# Work task
Only the pictures should be left out; write out all other data exactly.

(Beginning of Record excerpts)

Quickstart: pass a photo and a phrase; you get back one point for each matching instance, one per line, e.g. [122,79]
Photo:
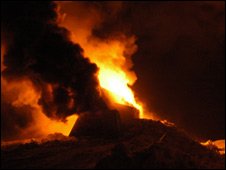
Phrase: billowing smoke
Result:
[38,50]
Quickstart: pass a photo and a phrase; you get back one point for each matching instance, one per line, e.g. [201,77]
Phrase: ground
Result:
[143,144]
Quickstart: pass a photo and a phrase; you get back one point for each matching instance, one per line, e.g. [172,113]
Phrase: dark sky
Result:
[180,62]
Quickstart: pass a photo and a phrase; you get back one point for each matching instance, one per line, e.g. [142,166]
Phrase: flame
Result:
[111,55]
[114,75]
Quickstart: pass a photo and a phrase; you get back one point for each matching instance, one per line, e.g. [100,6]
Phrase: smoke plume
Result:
[39,52]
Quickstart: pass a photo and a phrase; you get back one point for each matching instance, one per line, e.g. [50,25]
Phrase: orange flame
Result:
[112,56]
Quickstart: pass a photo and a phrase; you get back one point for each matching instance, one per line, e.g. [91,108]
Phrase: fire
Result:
[112,56]
[114,75]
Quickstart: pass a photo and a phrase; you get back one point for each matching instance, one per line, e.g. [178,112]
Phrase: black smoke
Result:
[39,50]
[180,62]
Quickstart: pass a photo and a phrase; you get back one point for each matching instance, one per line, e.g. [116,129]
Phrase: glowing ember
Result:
[114,75]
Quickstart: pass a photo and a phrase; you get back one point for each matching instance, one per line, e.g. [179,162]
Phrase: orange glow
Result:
[111,55]
[114,74]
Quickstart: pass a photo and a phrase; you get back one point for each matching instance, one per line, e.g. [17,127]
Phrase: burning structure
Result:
[47,77]
[59,76]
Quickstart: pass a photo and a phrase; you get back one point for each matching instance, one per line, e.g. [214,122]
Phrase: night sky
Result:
[180,61]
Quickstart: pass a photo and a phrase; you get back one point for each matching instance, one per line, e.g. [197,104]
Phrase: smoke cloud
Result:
[39,52]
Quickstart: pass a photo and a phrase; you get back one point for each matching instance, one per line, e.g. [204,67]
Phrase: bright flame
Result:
[114,74]
[112,56]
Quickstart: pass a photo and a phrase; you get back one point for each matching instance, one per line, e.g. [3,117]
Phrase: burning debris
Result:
[62,79]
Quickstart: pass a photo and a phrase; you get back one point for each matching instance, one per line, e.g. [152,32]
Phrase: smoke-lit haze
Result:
[172,51]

(End of Record excerpts)

# Exercise output
Quickstart: pass a photo and a phrase; you get back one point for each matching instance, one per line, e.g. [122,79]
Photo:
Phrase: billowing smoke
Result:
[38,50]
Quickstart: pass a photo and a phrase; you get back one point for each matching instance, one per line, e.g. [201,77]
Phrase: ground
Result:
[143,144]
Quickstart: pass a photo and a phrase; you get back one point for each matching instance, one per line, e.g. [172,113]
Phrase: dark sky
Result:
[180,62]
Quickstart: pass a photo and a phrase; you get back one point for each matching instance, one per line, e.g. [142,166]
Phrase: flame
Result:
[111,55]
[114,75]
Quickstart: pass a photo and a phrase; you get back one point for each matching instance, one per line, e.g. [100,6]
Phrase: smoke plume
Result:
[39,52]
Quickstart: pass a photo and a phrase; you get back one point for each matching instance, one per line, e.g. [50,25]
Phrase: orange flame
Result:
[112,56]
Quickstart: pass a photo and a phrase; you get back one point for each matching instance, one per line, e.g. [91,108]
Phrase: fire
Result:
[112,56]
[114,75]
Quickstart: pass a photo and a phrase; you get back one point for each matching instance, one per line, e.g. [178,112]
Phrase: black smoke
Result:
[39,50]
[180,62]
Quickstart: pass a photo and a phrase; you get back one point for each matching instance, one per line, e.g. [116,129]
Phrase: glowing ember
Result:
[114,75]
Quickstart: pass a photo and a phrase; you get back one point for each matching instance, one per line, e.g. [179,162]
Phrase: orange glow
Result:
[111,55]
[114,74]
Quickstart: pass a photo and a phrase; you get back one point for each matching instance, one per line, e.g. [17,127]
Phrase: burning structure
Result:
[47,77]
[59,76]
Quickstart: pass a photo and a phrase; you get back one point for each matching instance, one per line, e.g. [214,122]
Phrase: night sky
Result:
[180,61]
Quickstart: pass a photo and a phrase; you get back one point for each matching instance, one per line, e.g. [197,104]
Phrase: smoke cloud
Result:
[39,52]
Quickstart: pass a photo and a phrase; you get back one point for each matching instance, one per line, e.g. [204,67]
Phrase: bright flame
Result:
[114,74]
[112,56]
Quickstart: pass a photo and a phrase; you get back one point for each matching instance, one per line, e.g. [3,117]
Phrase: burning debris
Result:
[62,79]
Quickstart: pass a photo and a phrase; you get back one point for each matching instance, one per line, e.g. [152,32]
Phrase: smoke-lit haze
Result:
[172,51]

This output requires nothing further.